* [Wymagania zadania]: Przepisz cały wykaz poniżej jako listę JSON, dając jeden napis na każdy wiersz. Puste wiersze pomiń.

* [Dostarczone dane]:
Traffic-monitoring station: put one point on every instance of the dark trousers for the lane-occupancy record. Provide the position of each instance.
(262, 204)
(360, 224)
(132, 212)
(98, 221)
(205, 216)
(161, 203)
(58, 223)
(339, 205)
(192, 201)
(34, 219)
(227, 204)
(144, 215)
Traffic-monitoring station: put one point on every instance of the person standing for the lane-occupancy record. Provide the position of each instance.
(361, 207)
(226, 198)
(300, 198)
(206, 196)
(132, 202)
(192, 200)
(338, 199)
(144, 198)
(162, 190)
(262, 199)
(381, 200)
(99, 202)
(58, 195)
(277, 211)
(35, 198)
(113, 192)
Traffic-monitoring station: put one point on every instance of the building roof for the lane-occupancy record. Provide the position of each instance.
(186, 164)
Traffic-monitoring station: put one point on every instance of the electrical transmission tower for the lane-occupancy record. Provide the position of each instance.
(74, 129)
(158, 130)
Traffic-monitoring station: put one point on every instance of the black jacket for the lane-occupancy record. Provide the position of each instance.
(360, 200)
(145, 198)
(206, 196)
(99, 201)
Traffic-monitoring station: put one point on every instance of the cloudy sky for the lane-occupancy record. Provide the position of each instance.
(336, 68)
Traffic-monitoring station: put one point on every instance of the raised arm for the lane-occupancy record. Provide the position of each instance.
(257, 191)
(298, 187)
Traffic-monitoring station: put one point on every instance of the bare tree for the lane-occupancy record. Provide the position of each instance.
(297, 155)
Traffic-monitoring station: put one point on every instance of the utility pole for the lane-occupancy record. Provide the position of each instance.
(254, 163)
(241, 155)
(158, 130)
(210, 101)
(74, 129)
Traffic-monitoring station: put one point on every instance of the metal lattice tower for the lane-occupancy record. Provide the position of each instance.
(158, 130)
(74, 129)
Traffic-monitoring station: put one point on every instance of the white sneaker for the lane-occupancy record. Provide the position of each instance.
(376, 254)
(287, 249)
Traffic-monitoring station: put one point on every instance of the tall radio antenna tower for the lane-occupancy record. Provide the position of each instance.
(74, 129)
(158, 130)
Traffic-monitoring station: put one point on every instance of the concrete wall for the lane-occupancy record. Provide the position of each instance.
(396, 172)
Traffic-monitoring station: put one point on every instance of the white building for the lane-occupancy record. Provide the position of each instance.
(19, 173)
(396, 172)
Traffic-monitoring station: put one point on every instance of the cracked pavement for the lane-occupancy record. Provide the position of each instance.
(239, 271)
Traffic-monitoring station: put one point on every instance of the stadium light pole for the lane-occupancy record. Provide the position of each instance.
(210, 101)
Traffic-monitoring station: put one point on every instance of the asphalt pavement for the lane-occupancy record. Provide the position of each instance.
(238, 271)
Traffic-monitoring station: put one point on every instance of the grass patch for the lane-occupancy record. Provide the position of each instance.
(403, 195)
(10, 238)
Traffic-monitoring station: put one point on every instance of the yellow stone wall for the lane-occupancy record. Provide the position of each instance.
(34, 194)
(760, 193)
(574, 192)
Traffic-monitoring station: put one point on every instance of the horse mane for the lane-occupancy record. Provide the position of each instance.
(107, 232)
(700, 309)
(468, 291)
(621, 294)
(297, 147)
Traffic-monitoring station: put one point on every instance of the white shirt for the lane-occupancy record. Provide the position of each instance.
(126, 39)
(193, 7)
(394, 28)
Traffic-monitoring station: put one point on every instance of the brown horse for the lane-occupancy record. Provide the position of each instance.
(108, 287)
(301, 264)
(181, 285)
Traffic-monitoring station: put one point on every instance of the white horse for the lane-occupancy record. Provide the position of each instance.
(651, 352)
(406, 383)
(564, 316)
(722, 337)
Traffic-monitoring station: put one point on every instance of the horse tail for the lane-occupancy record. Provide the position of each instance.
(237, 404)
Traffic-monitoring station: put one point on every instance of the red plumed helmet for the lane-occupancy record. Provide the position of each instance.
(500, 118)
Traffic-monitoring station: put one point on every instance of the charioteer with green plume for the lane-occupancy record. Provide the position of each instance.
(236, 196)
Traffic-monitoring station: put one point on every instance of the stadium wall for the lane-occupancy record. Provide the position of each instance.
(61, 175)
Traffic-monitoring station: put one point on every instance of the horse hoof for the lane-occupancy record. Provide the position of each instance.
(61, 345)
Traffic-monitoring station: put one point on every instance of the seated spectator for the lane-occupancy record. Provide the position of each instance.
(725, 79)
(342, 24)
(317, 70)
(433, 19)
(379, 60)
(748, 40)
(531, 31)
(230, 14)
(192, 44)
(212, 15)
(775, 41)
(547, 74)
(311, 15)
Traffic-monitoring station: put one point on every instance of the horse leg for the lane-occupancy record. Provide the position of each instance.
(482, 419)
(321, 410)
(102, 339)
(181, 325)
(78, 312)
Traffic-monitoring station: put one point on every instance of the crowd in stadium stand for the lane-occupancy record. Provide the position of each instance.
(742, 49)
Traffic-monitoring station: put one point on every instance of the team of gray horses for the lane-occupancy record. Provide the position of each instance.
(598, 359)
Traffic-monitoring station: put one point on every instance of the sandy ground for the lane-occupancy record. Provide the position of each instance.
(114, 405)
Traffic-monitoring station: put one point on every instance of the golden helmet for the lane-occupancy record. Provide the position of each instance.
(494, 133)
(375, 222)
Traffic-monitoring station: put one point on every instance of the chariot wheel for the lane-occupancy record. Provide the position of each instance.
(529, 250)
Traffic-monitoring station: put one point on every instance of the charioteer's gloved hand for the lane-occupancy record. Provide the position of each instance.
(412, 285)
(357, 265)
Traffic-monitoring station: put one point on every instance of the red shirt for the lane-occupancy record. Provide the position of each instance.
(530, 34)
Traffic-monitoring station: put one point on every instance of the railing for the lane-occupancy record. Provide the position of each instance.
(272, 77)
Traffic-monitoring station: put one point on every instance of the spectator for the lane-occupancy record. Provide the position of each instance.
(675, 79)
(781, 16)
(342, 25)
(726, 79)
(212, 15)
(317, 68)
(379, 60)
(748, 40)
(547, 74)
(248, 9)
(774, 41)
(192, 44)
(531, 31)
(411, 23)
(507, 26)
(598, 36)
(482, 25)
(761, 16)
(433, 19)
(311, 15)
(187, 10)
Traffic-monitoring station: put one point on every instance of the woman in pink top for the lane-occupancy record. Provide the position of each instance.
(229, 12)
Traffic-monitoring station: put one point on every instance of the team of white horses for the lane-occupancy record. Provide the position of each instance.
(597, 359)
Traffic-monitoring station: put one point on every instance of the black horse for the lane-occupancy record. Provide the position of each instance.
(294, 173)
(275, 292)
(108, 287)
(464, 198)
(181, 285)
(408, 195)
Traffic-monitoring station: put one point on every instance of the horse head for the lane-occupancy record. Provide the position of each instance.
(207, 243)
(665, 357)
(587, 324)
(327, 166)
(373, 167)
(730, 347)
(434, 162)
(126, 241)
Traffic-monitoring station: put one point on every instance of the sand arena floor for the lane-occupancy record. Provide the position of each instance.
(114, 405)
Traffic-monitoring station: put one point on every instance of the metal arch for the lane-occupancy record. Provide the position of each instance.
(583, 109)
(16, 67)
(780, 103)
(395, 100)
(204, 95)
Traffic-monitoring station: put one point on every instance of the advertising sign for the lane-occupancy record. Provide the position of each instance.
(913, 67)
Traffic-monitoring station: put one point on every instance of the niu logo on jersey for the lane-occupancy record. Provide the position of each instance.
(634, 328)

* [Odpowiedź]:
[
  "Traffic-monitoring station: put one point on every instance of the dark trousers for the lane-occupancy record. Provide the position of each instance.",
  "(262, 204)",
  "(360, 224)",
  "(132, 212)",
  "(98, 221)",
  "(205, 216)",
  "(161, 203)",
  "(58, 223)",
  "(339, 205)",
  "(192, 201)",
  "(34, 219)",
  "(227, 204)",
  "(144, 215)",
  "Traffic-monitoring station: put one point on every instance of the person standing for the lane-occupancy record. Provide the position of each instance.",
  "(361, 207)",
  "(226, 198)",
  "(300, 198)",
  "(206, 196)",
  "(132, 202)",
  "(192, 200)",
  "(338, 199)",
  "(144, 198)",
  "(162, 190)",
  "(262, 199)",
  "(381, 200)",
  "(99, 202)",
  "(58, 195)",
  "(277, 211)",
  "(35, 198)",
  "(113, 192)",
  "Traffic-monitoring station: put one point on every instance of the building roof for the lane-occupancy record. Provide the position of each instance.",
  "(186, 164)",
  "Traffic-monitoring station: put one point on every instance of the electrical transmission tower for the lane-occupancy record. Provide the position of each instance.",
  "(74, 129)",
  "(158, 130)",
  "Traffic-monitoring station: put one point on every instance of the black jacket for the lane-occupancy record. Provide the position of each instance.",
  "(360, 200)",
  "(145, 198)",
  "(206, 196)",
  "(99, 201)",
  "Traffic-monitoring station: put one point on every instance of the cloudy sky for the lane-occupancy record. Provide the position of each instance.",
  "(336, 68)",
  "Traffic-monitoring station: put one point on every instance of the raised arm for the lane-occupancy record. Provide the position of each instance.",
  "(257, 191)",
  "(298, 187)",
  "Traffic-monitoring station: put one point on every instance of the bare tree for the lane-occupancy record. Provide the position of each instance.",
  "(297, 155)",
  "Traffic-monitoring station: put one point on every instance of the utility pole for the lane-occupancy record. Provide the position of each instance.",
  "(254, 163)",
  "(241, 155)",
  "(158, 130)",
  "(210, 101)",
  "(74, 129)",
  "Traffic-monitoring station: put one point on every instance of the metal lattice tower for the lane-occupancy record. Provide the position of each instance.",
  "(158, 130)",
  "(74, 129)",
  "Traffic-monitoring station: put one point on every instance of the white sneaker for the lane-occupancy record. Provide the position of each instance.",
  "(376, 254)",
  "(287, 249)",
  "Traffic-monitoring station: put one point on every instance of the tall radio antenna tower for the lane-occupancy record. Provide the position of each instance.",
  "(74, 129)",
  "(158, 130)",
  "Traffic-monitoring station: put one point on every instance of the concrete wall for the lane-occupancy record. Provide the position of each instance.",
  "(396, 172)",
  "Traffic-monitoring station: put one point on every instance of the white building for the lane-occupancy record. Provide the position of each instance.",
  "(19, 173)",
  "(396, 172)",
  "Traffic-monitoring station: put one point on every instance of the cracked pavement for the lane-occupancy record. Provide the position of each instance.",
  "(239, 271)",
  "Traffic-monitoring station: put one point on every instance of the stadium light pole for the lane-occupancy record. Provide the position of each instance.",
  "(210, 101)",
  "Traffic-monitoring station: put one point on every instance of the asphalt pavement for the lane-occupancy record. Provide the position of each instance.",
  "(238, 271)",
  "Traffic-monitoring station: put one point on every instance of the grass patch for the lane-occupancy record. Provide the position of each instance.",
  "(403, 195)",
  "(10, 238)",
  "Traffic-monitoring station: put one point on every instance of the yellow stone wall for the lane-occupancy record. Provide the position of each instance.",
  "(34, 194)",
  "(760, 193)",
  "(574, 192)",
  "Traffic-monitoring station: put one point on every instance of the horse mane for the lane-occupancy record. Provide the position of each instance.",
  "(107, 232)",
  "(700, 309)",
  "(468, 291)",
  "(621, 294)",
  "(297, 147)",
  "Traffic-monitoring station: put one point on every instance of the white shirt for the lane-occupancy record. Provide the position of each instance.",
  "(126, 39)",
  "(193, 7)",
  "(394, 28)",
  "Traffic-monitoring station: put one point on every instance of the brown horse for the lane-occupancy record. Provide the position of each instance.",
  "(108, 287)",
  "(301, 264)",
  "(181, 285)",
  "Traffic-monitoring station: put one point on every instance of the white horse for the lane-occupancy record. Provide the position of each instance.",
  "(651, 352)",
  "(406, 383)",
  "(564, 316)",
  "(722, 337)",
  "Traffic-monitoring station: put one point on every instance of the horse tail for the lane-occupancy record. Provide the position of each instance.",
  "(237, 404)",
  "Traffic-monitoring station: put one point on every instance of the red plumed helmet for the lane-occupancy record. Provide the position of each instance.",
  "(500, 118)",
  "Traffic-monitoring station: put one point on every instance of the charioteer with green plume for the lane-occupancy record. Provide the position of each instance.",
  "(236, 196)",
  "Traffic-monitoring station: put one point on every instance of the stadium wall for the lane-occupancy record. Provide the position of each instance.",
  "(61, 175)",
  "Traffic-monitoring station: put one point on every instance of the horse hoof for the lane-occupancy record. Provide the position of each instance.",
  "(61, 345)",
  "Traffic-monitoring station: put one point on every instance of the seated spectator for the lane-occupancy record. Provide the position of each instance.",
  "(725, 79)",
  "(342, 24)",
  "(317, 70)",
  "(433, 19)",
  "(379, 60)",
  "(748, 40)",
  "(531, 31)",
  "(230, 14)",
  "(192, 44)",
  "(212, 15)",
  "(775, 41)",
  "(547, 74)",
  "(311, 15)",
  "Traffic-monitoring station: put one point on every instance of the horse leg for the lane-occupancy record. Provide the position of each instance.",
  "(482, 419)",
  "(321, 410)",
  "(102, 339)",
  "(181, 325)",
  "(78, 312)",
  "Traffic-monitoring station: put one point on every instance of the crowd in stadium stand for the lane-occupancy record. Provide the position of each instance.",
  "(742, 49)",
  "Traffic-monitoring station: put one point on every instance of the team of gray horses for the lane-occupancy record. Provide the position of each instance.",
  "(598, 359)",
  "Traffic-monitoring station: put one point on every instance of the sandy ground for the lane-occupancy record. Provide the position of each instance.",
  "(114, 405)",
  "Traffic-monitoring station: put one point on every instance of the golden helmet for the lane-occupancy record. Provide the position of each instance.",
  "(494, 133)",
  "(375, 222)",
  "Traffic-monitoring station: put one point on every instance of the chariot wheel for the lane-occupancy record. Provide the position of each instance.",
  "(529, 250)",
  "Traffic-monitoring station: put one point on every instance of the charioteer's gloved hand for the lane-occupancy record. Provide the position of each instance.",
  "(412, 285)",
  "(357, 265)",
  "Traffic-monitoring station: put one point on every instance of the red shirt for the lane-occupancy record. Provide the position of each instance.",
  "(530, 34)",
  "Traffic-monitoring station: put one point on every instance of the railing for the lane-occupancy record. Provide the position of each instance.",
  "(272, 77)",
  "Traffic-monitoring station: put one point on every instance of the spectator for the lane-occupancy record. Provide the position of each instance.",
  "(675, 79)",
  "(781, 16)",
  "(342, 25)",
  "(726, 79)",
  "(212, 15)",
  "(317, 68)",
  "(379, 60)",
  "(748, 40)",
  "(547, 74)",
  "(248, 9)",
  "(774, 41)",
  "(192, 44)",
  "(531, 31)",
  "(411, 23)",
  "(507, 26)",
  "(598, 36)",
  "(482, 25)",
  "(761, 16)",
  "(433, 19)",
  "(311, 15)",
  "(187, 10)",
  "Traffic-monitoring station: put one point on every instance of the woman in pink top for the lane-occupancy record. Provide the position of each instance.",
  "(229, 12)",
  "Traffic-monitoring station: put one point on every instance of the team of white horses for the lane-occupancy record. Provide the position of each instance.",
  "(597, 359)",
  "Traffic-monitoring station: put one point on every instance of the black horse for the lane-occupancy record. Provide the position of each instance.",
  "(294, 173)",
  "(275, 292)",
  "(108, 287)",
  "(464, 198)",
  "(181, 285)",
  "(408, 195)",
  "Traffic-monitoring station: put one point on every instance of the horse head for the lane-occupancy record. Provide the position of each instance.",
  "(207, 243)",
  "(665, 357)",
  "(587, 324)",
  "(327, 166)",
  "(373, 167)",
  "(730, 347)",
  "(434, 162)",
  "(126, 241)",
  "Traffic-monitoring station: put one point on every instance of the sand arena floor for the lane-occupancy record. Provide the position of each instance.",
  "(114, 405)",
  "Traffic-monitoring station: put one point on every instance of the metal arch for the lane-occupancy record. Provide the position of each instance.",
  "(583, 109)",
  "(16, 67)",
  "(780, 103)",
  "(395, 100)",
  "(204, 95)",
  "Traffic-monitoring station: put one point on every instance of the advertising sign for the lane-occupancy record. Provide the position of each instance.",
  "(913, 67)",
  "Traffic-monitoring station: put one point on every instance of the niu logo on jersey for the lane-occupancy record. Provide the position of each instance.",
  "(634, 328)"
]